■ The exercise ■
Copy word for word the listing from the line with "of the roof" to the line with "the milking machine", including both of those lines.

------------------------

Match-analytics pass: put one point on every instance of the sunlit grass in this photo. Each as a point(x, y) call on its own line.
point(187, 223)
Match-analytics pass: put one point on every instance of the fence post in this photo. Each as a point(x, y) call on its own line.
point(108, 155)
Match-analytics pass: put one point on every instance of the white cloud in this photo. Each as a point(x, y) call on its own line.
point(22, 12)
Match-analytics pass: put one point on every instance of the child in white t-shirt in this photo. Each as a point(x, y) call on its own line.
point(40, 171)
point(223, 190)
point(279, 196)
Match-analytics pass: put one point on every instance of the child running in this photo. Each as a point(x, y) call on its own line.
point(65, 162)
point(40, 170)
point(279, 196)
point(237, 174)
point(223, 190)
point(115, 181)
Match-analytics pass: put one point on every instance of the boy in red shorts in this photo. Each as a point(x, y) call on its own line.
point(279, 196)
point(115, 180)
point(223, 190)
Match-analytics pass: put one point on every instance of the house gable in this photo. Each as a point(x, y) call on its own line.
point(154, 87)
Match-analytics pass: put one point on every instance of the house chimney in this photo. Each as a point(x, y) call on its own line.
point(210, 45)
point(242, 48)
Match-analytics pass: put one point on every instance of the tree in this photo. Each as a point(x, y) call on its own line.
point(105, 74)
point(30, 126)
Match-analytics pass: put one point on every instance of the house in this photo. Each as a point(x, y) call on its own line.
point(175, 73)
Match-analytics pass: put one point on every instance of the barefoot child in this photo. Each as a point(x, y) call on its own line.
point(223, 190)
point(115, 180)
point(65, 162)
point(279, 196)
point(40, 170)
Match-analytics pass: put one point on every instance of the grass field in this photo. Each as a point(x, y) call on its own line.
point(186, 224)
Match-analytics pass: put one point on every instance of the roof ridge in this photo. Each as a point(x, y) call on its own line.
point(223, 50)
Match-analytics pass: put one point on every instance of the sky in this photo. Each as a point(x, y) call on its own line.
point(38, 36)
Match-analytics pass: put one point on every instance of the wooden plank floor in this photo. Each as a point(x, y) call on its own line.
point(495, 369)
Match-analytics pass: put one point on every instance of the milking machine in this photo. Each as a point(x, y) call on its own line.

------------------------

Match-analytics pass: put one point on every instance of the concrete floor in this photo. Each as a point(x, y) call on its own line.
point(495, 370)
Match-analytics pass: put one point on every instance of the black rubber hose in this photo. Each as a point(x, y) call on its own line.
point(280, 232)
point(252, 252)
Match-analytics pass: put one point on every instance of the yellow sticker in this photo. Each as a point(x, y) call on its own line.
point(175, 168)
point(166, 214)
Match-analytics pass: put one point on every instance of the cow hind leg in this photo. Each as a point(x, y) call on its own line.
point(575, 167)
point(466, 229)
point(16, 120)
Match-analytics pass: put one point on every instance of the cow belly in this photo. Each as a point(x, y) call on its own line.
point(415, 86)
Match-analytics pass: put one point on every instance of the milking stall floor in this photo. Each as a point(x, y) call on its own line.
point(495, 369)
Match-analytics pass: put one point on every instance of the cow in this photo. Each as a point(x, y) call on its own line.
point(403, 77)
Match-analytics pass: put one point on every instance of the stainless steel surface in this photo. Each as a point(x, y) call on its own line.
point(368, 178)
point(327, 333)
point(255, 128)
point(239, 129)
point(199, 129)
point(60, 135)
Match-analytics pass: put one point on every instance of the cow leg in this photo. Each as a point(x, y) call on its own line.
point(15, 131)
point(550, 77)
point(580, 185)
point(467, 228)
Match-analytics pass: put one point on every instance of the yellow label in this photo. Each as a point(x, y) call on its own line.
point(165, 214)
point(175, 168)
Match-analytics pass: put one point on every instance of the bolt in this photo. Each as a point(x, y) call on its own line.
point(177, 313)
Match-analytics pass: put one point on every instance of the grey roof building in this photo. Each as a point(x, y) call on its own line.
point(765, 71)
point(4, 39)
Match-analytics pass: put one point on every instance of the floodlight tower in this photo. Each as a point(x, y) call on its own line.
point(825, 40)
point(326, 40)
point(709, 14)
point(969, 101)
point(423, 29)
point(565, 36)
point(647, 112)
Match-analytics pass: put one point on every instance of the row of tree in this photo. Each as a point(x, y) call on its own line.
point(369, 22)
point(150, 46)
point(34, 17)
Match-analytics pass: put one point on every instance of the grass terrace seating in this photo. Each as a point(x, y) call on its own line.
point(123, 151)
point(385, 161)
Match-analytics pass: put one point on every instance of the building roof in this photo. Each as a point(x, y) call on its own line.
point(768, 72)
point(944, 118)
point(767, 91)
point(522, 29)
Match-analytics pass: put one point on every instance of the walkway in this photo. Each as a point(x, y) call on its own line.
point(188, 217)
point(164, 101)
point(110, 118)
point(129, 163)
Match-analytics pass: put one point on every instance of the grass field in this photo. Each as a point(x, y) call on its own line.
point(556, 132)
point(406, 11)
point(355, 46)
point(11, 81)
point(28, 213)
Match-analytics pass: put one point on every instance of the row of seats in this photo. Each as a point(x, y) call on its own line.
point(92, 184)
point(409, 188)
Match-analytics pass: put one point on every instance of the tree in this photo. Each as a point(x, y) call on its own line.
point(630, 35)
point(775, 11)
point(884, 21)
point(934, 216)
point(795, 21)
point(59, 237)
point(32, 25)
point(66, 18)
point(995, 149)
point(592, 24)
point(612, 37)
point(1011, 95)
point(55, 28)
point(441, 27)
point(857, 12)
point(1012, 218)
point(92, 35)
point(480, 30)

------------------------

■ Task response ■
Match-analytics pass: put one point on every instance of the roof ridge in this photo. Each as a point(x, y) call on its own line.
point(223, 50)
Match-analytics pass: put one point on every instance of the sky in this photo. Each as a point(x, y) call on its own line.
point(38, 36)
Match-analytics pass: put one point on every instance of the wooden plank floor in this photo. Each as a point(x, y) call on its own line.
point(495, 369)
Match-analytics pass: put one point on every instance of the milking machine in this photo. Each as a point(x, y) call on its own line.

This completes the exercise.